>> start Exercise inputs

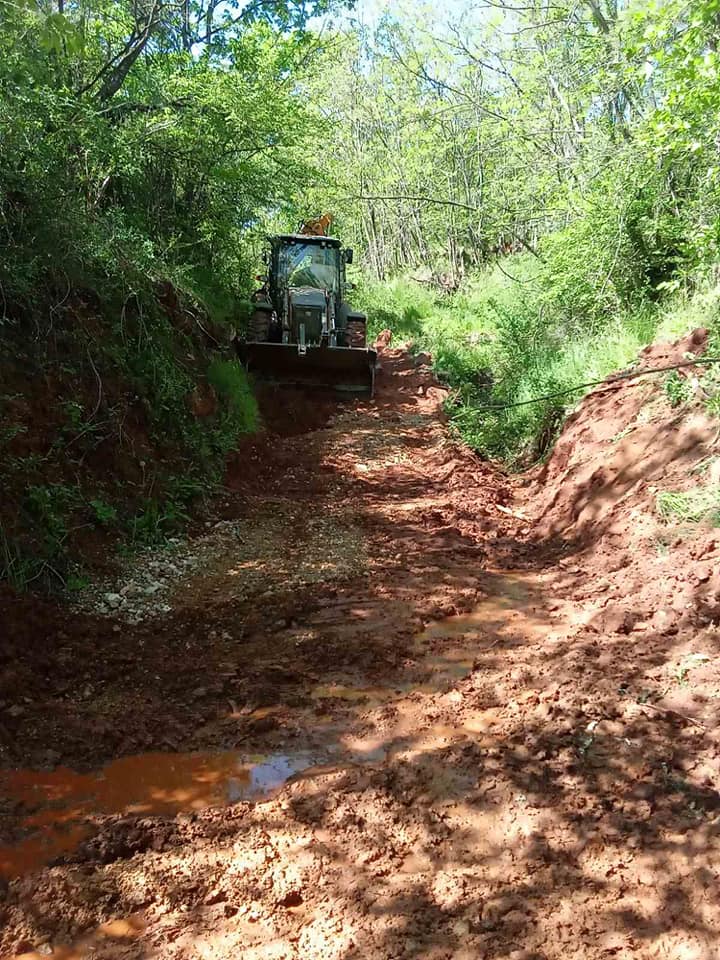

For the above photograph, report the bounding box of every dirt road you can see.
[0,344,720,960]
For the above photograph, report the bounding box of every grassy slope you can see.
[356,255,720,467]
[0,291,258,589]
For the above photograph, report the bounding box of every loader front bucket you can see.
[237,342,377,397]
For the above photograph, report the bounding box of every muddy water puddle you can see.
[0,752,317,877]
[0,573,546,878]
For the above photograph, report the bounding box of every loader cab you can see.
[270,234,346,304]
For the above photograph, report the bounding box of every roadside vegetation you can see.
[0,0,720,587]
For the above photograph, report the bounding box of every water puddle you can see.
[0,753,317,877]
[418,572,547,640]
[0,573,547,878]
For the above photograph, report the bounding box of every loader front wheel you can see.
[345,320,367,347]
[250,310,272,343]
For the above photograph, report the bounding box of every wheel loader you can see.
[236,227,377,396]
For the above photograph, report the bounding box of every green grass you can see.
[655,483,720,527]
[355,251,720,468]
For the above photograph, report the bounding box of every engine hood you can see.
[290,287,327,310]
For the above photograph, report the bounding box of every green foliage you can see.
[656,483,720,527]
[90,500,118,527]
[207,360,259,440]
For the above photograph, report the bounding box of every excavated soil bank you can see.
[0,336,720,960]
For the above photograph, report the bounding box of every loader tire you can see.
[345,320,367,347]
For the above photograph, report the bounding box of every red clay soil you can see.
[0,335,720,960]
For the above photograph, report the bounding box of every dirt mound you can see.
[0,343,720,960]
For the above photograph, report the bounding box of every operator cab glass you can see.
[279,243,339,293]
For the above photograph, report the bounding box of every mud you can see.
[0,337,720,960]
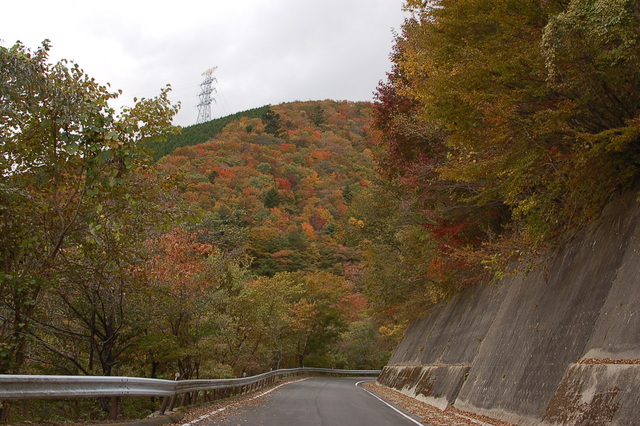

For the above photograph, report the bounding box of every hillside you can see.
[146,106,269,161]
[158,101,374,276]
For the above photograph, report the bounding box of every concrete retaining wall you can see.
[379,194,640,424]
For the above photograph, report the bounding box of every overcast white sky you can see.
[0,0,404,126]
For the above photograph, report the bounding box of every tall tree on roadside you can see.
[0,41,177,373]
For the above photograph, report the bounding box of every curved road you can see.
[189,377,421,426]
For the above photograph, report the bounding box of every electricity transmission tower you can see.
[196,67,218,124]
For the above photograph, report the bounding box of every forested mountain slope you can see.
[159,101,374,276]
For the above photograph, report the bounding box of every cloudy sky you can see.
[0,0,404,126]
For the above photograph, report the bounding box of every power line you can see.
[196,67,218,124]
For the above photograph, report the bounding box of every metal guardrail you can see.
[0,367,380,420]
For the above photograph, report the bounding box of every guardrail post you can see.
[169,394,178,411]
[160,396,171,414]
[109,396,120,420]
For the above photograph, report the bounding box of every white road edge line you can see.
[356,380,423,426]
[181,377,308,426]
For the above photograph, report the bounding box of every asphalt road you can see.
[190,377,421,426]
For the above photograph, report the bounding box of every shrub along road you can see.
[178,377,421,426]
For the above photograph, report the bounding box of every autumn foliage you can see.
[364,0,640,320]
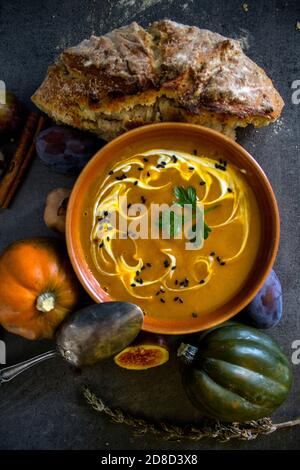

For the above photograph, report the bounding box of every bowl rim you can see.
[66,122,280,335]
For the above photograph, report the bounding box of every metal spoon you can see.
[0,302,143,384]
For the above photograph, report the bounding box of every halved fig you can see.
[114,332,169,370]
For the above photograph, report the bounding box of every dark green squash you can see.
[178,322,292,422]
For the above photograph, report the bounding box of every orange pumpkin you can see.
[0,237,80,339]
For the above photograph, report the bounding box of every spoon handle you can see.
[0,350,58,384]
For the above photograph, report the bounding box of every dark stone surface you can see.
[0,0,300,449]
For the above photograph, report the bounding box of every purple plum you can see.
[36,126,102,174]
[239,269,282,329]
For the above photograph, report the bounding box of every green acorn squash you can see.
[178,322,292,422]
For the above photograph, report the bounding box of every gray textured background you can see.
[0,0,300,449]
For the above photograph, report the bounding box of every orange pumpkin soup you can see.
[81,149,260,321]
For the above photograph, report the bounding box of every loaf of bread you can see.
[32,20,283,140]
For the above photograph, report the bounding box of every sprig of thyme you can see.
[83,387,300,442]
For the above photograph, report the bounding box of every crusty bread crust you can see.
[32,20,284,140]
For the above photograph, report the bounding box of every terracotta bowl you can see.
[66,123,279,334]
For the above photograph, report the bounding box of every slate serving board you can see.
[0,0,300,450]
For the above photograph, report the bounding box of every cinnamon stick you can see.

>> end Exercise inputs
>> start Exercise inputs

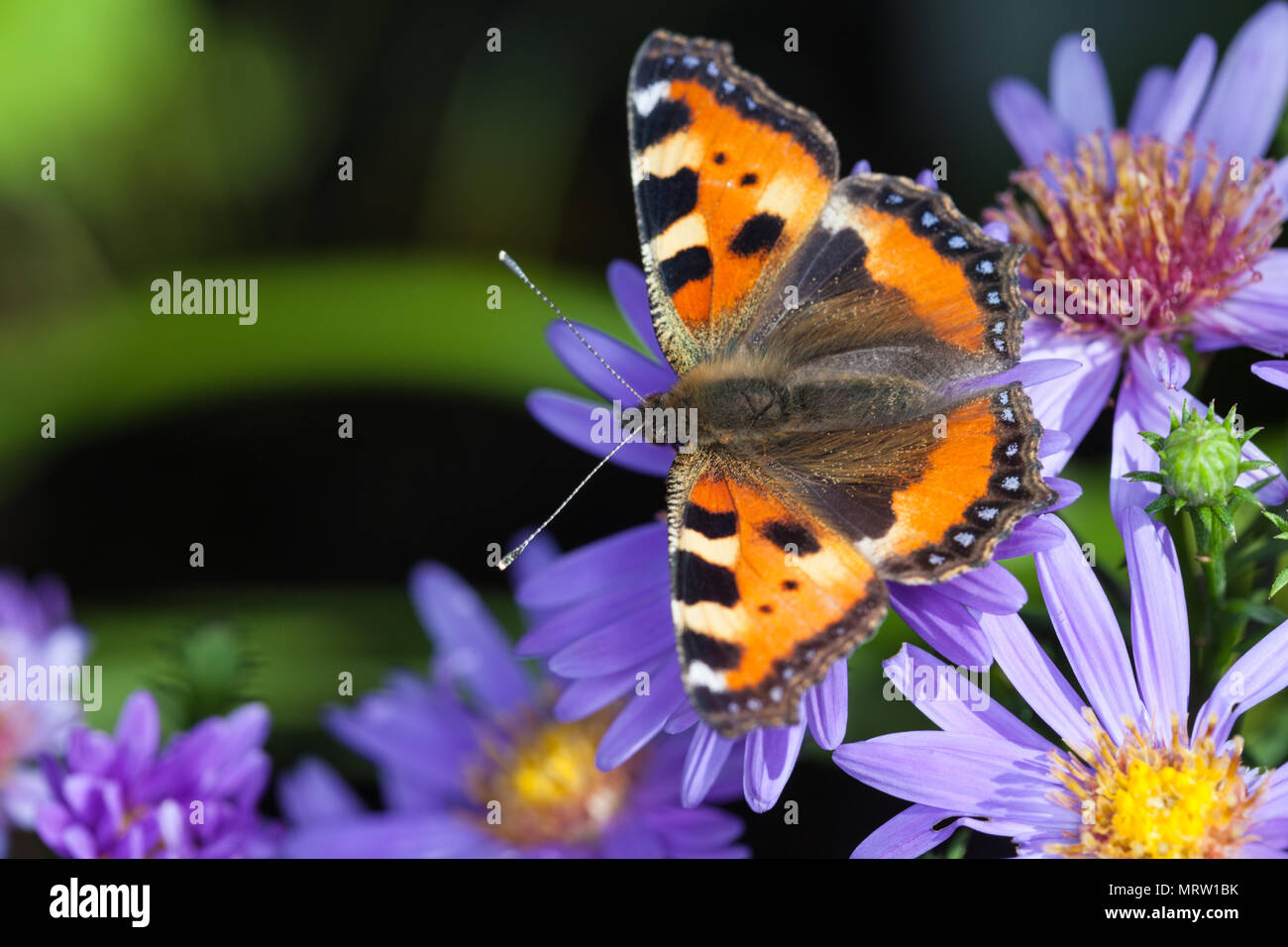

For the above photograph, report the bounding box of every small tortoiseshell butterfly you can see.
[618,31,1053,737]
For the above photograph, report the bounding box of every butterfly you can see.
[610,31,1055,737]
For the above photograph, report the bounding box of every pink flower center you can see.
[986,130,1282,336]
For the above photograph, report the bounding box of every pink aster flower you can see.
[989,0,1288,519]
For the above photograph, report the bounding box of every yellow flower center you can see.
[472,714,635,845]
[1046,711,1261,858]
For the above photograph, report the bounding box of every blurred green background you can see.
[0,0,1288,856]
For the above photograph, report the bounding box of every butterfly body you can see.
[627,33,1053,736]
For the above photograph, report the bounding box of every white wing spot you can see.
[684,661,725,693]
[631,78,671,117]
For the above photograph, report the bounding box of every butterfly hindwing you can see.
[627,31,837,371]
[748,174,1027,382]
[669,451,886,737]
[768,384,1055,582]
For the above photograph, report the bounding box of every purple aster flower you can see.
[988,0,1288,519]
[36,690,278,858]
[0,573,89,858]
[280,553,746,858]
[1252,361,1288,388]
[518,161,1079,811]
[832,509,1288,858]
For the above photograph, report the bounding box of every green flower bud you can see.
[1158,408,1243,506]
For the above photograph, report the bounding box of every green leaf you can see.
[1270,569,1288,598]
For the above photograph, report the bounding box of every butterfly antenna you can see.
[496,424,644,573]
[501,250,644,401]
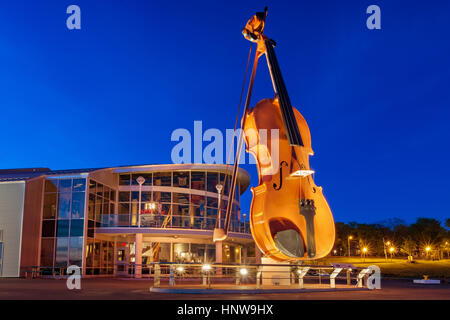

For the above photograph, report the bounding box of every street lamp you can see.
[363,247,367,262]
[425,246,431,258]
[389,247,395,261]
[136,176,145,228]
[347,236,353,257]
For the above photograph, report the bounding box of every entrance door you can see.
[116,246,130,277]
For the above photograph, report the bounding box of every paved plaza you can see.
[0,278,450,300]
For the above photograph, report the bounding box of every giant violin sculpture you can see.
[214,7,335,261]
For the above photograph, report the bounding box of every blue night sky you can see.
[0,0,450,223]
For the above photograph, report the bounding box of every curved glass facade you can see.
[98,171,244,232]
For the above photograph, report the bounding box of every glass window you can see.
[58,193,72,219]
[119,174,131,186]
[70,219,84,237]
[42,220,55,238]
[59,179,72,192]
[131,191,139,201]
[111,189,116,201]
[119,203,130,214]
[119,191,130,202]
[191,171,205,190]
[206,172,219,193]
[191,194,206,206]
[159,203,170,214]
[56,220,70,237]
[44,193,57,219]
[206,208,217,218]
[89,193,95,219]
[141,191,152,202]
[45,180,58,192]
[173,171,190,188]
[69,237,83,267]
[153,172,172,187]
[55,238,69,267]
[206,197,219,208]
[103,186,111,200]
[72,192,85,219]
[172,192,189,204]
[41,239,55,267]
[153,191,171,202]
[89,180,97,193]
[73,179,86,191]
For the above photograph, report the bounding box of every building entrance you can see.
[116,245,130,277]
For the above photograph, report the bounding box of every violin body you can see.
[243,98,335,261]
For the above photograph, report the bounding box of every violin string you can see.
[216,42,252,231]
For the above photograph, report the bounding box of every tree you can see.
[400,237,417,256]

>> end Exercise inputs
>> start Exercise inputs

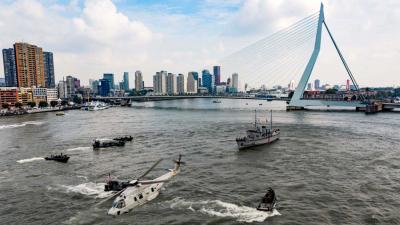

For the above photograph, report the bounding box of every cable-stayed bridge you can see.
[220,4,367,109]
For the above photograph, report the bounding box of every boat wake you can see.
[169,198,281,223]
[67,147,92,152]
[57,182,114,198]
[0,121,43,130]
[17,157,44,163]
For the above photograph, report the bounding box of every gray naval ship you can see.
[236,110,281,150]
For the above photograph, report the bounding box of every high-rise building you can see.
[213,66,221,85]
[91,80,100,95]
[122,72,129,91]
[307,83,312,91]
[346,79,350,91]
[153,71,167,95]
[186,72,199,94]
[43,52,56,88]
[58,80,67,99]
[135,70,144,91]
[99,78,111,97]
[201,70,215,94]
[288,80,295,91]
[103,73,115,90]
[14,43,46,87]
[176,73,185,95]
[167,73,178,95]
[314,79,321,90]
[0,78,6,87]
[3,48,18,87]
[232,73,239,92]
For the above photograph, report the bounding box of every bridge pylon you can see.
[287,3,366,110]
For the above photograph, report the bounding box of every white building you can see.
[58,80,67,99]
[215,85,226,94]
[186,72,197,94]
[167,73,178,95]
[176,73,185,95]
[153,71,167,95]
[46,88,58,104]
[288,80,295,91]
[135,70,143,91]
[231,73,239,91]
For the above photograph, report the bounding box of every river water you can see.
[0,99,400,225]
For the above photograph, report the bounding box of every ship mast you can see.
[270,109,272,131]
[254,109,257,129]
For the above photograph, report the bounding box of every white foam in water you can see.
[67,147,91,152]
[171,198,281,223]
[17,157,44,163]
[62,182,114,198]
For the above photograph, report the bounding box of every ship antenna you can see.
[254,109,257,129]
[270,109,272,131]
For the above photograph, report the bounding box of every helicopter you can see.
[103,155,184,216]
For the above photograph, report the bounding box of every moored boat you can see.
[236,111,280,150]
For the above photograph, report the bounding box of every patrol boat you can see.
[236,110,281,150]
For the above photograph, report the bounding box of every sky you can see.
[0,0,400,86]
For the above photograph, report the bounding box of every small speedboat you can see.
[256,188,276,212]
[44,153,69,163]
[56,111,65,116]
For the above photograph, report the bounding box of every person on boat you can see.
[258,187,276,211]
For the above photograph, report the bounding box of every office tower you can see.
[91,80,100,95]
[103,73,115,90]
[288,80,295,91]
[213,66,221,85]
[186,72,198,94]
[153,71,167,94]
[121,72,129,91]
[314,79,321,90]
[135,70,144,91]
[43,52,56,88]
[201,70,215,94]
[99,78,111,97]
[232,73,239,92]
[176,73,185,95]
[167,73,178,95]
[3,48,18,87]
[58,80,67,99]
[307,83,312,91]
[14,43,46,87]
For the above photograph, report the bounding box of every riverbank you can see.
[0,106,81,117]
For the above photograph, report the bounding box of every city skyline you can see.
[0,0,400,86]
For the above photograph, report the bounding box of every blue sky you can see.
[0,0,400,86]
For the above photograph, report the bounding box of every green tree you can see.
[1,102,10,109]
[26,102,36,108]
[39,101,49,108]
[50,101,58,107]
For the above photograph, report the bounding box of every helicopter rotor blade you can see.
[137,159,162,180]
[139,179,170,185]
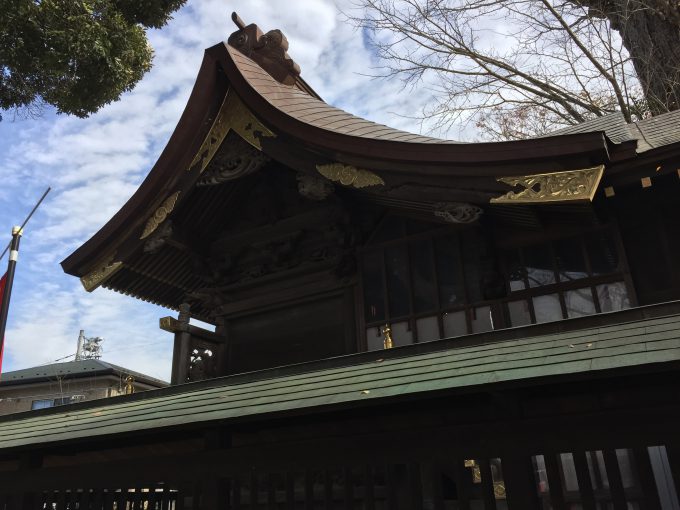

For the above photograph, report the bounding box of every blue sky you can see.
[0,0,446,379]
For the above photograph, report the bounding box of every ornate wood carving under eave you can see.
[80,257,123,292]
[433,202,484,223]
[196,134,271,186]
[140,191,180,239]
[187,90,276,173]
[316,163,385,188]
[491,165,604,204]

>> end Exercise inputs

Retype the lines from the one containing "dirt road you can see." through the one containing "[0,573,546,878]", both included, with no changes.

For the above photograph, report the bounding box of every dirt road you can see.
[0,344,720,960]
For the above photograph, report the bounding box of every grassy slope you can see.
[356,255,720,467]
[0,291,258,589]
For the above photograph, report the bounding box of every loader front bucket you can see.
[237,342,377,397]
For the above photograph, report the bounding box of every muddy water puddle you can see.
[0,752,317,877]
[0,573,546,878]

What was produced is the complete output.